__TÂCHES À RÉALISER__:
(A) Indiquez si chacune des affirmations suivantes concorde avec le passage cité, en répondant par oui ou par non et en citant à l'identique les mots décisifs : (i) le passage évoque un bleu de vieille faïence ; (ii) le passage associe les douceurs roses, cerises, lilas et mauves à la Provence ; (iii) le passage mentionne des gentianes.
(B) D'après le passage cité, à quelle fleur sont rattachés les bleus noirs violacés ?
(C) Extrayez du passage cité, sans aucune modification, le segment allant de « On se demande » à « de vieille faïence? ».

__PASSAGE CITÉ__:

* * *

On se demande intrigué quelles sont ces matières dont le peintre s'est servi, à quelles fleurs il a dérobé la vivacité de son coloris et sa fraîcheur? Est-ce là le bleu d'azur intense des gentianes cespiteuses, le bleu poétique des lavandes de Provence, les bleus noirs violacés de la campanule en deuil des hautes prairies? Est-ce dans la flore si variée des altitudes alpestres qu'il a surpris le secret des safrans, des jonquilles, des strontianes; la gamme des alizarins, des purpurins, des rubis? Est-ce au Japon qu'il a trouvé ces douceurs roses, cerises, lilas, mauves? A quel oiseau des tropiques a-t-il pris les plumes pour obtenir ces rouges? A quelle coquille marine de l'océan indien a-t-il arraché ces nacres et ces irisations? Quel vieux Rouen et quel Delft a-t-il pu mettre en tube pour arriver à ce bleu effacé de vieille faïence?

* * *

__ENREGISTREMENTS DE DONNÉES__:
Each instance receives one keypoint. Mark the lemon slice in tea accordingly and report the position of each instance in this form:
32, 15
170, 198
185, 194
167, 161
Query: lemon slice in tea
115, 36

* * *

__RÉPONSES COMPLÈTES__:
(A)
(i) Oui : « ce bleu effacé de vieille faïence ».
(ii) Non : « Est-ce au Japon qu'il a trouvé ces douceurs roses, cerises, lilas, mauves? »
(iii) Oui : « le bleu d'azur intense des gentianes cespiteuses ».

(B) À la campanule en deuil des hautes prairies.

(C)
On se demande intrigué quelles sont ces matières dont le peintre s'est servi, à quelles fleurs il a dérobé la vivacité de son coloris et sa fraîcheur? Est-ce là le bleu d'azur intense des gentianes cespiteuses, le bleu poétique des lavandes de Provence, les bleus noirs violacés de la campanule en deuil des hautes prairies? Est-ce dans la flore si variée des altitudes alpestres qu'il a surpris le secret des safrans, des jonquilles, des strontianes; la gamme des alizarins, des purpurins, des rubis? Est-ce au Japon qu'il a trouvé ces douceurs roses, cerises, lilas, mauves? A quel oiseau des tropiques a-t-il pris les plumes pour obtenir ces rouges? A quelle coquille marine de l'océan indien a-t-il arraché ces nacres et ces irisations? Quel vieux Rouen et quel Delft a-t-il pu mettre en tube pour arriver à ce bleu effacé de vieille faïence?